--- begin ---

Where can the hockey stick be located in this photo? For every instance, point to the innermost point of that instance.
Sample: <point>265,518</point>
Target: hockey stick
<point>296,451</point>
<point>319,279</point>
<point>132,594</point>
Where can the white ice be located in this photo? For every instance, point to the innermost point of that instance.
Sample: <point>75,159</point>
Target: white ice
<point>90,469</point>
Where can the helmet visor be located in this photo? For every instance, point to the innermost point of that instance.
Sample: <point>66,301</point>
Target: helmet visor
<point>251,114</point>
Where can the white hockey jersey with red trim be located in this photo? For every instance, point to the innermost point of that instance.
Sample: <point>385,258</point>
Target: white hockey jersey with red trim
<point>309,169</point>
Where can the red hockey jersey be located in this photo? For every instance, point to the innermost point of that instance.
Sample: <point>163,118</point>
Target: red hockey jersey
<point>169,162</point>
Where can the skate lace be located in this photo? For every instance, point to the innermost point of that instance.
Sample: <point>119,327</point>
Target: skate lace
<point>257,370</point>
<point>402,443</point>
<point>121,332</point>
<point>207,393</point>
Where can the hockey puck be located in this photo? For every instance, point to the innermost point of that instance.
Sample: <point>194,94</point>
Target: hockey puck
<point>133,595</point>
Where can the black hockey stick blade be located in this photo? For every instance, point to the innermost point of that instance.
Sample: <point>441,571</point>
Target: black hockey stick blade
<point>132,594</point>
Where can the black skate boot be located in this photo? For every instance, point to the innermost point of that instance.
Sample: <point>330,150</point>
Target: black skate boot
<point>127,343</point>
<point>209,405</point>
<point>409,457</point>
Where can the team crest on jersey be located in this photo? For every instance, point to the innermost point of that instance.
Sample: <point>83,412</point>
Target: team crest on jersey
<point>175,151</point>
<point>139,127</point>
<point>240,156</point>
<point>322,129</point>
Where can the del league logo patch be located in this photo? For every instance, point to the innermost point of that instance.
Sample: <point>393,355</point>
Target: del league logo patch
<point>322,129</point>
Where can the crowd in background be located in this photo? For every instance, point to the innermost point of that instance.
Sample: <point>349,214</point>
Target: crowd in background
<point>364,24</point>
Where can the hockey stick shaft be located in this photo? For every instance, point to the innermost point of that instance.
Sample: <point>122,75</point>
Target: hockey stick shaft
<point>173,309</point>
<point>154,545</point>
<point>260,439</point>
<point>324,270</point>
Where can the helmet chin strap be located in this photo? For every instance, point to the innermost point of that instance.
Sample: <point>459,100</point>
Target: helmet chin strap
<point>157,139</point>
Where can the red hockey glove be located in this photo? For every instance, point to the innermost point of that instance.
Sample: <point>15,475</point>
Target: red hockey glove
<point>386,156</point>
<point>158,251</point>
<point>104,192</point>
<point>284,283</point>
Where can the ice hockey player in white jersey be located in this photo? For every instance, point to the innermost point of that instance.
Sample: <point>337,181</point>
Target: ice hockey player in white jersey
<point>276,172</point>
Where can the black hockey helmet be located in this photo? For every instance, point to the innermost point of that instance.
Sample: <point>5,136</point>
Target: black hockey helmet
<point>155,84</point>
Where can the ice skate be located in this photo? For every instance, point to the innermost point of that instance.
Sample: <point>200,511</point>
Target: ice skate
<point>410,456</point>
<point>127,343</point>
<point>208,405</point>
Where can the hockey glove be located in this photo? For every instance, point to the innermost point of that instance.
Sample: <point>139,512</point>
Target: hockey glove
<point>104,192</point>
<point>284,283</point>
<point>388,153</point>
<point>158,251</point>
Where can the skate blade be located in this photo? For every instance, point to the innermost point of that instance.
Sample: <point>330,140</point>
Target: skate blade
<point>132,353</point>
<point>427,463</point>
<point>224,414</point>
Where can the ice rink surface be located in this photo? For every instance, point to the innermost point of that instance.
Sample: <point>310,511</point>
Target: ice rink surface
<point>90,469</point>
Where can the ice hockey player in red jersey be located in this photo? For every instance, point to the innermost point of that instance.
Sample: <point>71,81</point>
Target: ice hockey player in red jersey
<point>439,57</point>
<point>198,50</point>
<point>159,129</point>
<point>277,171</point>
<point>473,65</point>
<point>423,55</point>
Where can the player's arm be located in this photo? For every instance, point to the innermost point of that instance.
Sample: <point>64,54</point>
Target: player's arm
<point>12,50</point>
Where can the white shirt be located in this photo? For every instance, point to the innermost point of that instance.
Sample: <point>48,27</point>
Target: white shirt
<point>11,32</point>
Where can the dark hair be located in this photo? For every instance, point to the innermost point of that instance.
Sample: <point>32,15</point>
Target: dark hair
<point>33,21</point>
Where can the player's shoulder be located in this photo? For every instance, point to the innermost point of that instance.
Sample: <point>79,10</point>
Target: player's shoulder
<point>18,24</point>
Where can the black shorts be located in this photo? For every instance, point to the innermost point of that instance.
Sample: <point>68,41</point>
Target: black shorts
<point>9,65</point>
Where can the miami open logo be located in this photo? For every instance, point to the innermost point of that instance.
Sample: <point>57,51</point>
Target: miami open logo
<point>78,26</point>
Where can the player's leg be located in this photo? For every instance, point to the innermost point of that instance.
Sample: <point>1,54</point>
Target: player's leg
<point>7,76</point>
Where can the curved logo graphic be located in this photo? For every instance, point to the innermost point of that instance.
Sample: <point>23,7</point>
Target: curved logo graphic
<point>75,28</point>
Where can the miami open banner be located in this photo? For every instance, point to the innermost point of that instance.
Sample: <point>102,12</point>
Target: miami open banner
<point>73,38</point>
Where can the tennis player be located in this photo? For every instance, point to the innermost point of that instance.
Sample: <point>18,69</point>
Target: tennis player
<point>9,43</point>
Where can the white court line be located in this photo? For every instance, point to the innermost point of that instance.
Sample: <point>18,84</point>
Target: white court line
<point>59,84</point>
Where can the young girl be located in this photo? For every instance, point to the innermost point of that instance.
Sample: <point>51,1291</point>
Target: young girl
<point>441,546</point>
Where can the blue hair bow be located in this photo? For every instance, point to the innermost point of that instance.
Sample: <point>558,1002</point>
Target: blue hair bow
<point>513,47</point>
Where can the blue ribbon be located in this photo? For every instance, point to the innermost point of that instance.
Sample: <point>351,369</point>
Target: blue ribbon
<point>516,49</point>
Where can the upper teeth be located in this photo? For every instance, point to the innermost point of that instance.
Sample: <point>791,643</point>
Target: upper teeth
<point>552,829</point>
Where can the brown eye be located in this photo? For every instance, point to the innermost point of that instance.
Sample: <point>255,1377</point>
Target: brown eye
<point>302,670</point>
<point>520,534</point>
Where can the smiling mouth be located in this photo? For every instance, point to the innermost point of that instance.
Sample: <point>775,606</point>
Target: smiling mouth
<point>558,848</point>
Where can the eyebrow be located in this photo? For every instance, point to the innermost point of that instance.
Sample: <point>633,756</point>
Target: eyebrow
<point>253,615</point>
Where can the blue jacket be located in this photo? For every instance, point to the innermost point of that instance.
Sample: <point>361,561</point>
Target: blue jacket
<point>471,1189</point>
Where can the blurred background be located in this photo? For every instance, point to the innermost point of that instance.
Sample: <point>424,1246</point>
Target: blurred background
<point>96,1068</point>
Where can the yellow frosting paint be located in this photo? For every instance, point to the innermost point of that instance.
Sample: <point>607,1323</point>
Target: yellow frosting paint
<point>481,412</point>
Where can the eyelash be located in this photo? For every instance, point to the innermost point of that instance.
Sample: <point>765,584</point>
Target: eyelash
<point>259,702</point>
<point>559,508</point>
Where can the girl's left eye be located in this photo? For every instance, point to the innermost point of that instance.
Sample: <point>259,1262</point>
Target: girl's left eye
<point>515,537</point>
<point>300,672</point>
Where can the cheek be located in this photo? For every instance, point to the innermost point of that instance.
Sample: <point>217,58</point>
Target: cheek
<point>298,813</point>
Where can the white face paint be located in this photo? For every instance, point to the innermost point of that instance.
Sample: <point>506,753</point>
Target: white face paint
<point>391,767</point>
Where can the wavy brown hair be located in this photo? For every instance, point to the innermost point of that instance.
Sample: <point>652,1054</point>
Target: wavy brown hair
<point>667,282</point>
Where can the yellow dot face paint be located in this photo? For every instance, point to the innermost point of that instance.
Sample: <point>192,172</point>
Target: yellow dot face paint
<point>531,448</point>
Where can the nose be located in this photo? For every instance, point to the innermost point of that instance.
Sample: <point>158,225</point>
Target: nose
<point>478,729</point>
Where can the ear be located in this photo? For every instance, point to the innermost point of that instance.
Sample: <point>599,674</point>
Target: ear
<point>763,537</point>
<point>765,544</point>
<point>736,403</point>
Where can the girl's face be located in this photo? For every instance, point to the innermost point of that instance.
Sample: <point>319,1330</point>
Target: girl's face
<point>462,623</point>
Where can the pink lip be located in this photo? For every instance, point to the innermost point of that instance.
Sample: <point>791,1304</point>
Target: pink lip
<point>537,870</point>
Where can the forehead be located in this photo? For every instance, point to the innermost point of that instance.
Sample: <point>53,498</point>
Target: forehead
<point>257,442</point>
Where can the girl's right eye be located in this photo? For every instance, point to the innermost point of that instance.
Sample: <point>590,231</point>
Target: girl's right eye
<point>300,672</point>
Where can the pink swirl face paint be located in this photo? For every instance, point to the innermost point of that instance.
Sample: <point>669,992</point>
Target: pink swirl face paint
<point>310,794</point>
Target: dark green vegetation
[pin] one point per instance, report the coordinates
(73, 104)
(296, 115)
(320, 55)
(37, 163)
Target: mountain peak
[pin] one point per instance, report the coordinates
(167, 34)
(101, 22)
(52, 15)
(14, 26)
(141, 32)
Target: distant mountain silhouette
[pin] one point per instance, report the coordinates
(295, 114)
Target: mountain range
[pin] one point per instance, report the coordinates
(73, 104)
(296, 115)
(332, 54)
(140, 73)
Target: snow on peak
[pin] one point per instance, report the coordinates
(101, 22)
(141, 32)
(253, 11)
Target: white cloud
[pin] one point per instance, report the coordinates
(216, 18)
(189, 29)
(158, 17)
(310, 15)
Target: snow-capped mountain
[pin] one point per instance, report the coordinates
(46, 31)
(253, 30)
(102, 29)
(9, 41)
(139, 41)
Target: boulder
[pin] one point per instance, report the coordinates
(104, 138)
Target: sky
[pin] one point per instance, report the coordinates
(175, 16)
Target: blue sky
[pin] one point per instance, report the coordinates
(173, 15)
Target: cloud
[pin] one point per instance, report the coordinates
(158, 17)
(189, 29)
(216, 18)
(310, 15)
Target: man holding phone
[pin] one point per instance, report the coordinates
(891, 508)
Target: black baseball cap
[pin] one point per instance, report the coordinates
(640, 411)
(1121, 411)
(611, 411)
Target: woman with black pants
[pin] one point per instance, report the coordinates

--- end ---

**Prompt**
Copy the records from the line containing "Target: sky" through the end, swapping every "coordinates" for "location" and changing nothing else. Return only those lines.

**Solution**
Target: sky
[pin] one point per instance, report the location
(175, 16)
Target: blue sky
[pin] one point per instance, report the location
(173, 15)
Target: cloud
[pin] one point per instance, report the location
(158, 17)
(189, 29)
(216, 18)
(310, 15)
Target: man holding phone
[pin] one point per instance, report the location
(891, 508)
Target: black baseball cap
[pin] one point per instance, report the location
(640, 411)
(1121, 411)
(611, 411)
Target: woman with black pants
[pin] one point per instance, report the location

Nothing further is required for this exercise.